<<<<

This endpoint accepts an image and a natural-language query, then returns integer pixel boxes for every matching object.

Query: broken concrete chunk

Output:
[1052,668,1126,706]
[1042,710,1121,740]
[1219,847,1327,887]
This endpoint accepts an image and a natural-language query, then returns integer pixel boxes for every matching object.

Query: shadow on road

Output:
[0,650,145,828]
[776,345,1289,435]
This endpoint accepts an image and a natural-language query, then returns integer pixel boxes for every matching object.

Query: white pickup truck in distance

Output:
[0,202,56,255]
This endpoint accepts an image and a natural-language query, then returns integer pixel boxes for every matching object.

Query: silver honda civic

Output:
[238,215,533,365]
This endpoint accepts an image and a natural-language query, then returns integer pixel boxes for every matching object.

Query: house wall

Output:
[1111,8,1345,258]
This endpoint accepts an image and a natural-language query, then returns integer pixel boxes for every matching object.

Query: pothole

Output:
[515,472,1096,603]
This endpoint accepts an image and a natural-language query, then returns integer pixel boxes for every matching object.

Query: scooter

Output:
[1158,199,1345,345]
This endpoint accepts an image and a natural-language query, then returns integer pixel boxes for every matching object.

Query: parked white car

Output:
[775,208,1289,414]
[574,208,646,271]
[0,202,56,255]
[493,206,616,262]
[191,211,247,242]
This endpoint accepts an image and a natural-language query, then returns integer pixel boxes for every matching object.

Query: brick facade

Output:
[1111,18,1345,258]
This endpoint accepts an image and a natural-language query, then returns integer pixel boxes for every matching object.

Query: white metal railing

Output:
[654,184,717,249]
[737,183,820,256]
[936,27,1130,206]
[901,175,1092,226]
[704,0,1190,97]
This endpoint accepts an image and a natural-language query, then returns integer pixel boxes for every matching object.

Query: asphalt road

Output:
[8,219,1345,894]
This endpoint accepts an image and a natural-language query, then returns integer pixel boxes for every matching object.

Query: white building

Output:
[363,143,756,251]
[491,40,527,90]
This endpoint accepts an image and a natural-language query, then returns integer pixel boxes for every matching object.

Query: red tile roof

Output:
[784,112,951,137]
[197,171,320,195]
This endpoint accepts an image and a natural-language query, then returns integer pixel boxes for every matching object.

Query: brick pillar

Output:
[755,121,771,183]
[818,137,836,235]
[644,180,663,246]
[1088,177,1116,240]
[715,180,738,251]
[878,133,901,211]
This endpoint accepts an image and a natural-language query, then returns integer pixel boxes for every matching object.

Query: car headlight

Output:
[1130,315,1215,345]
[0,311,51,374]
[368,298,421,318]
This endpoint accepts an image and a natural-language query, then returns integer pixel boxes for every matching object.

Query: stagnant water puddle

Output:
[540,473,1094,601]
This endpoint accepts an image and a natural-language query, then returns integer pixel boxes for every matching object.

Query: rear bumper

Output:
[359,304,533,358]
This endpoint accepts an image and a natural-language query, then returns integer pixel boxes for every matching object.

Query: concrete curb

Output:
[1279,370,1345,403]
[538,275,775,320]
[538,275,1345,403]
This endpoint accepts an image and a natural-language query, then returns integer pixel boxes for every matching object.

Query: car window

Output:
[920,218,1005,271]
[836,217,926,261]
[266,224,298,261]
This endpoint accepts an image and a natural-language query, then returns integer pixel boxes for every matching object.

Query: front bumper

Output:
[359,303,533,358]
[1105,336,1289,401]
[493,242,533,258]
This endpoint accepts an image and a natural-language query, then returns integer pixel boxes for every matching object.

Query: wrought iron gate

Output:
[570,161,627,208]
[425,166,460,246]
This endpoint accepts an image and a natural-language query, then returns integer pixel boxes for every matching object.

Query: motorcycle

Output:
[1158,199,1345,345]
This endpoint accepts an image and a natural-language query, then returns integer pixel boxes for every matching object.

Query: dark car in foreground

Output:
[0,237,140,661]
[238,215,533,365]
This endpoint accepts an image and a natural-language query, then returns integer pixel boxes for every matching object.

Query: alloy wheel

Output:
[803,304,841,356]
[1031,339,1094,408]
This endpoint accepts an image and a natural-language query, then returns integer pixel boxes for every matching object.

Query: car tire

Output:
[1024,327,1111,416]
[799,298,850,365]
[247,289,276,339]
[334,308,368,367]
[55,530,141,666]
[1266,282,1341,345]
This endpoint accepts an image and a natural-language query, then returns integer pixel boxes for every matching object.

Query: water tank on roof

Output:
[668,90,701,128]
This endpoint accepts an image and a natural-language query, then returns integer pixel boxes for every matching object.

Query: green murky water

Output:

>>>>

__What to work on__: Report each line of the records that contains the word "road", copying the line in full.

__Expected answer__:
Query: shadow on road
Query: asphalt road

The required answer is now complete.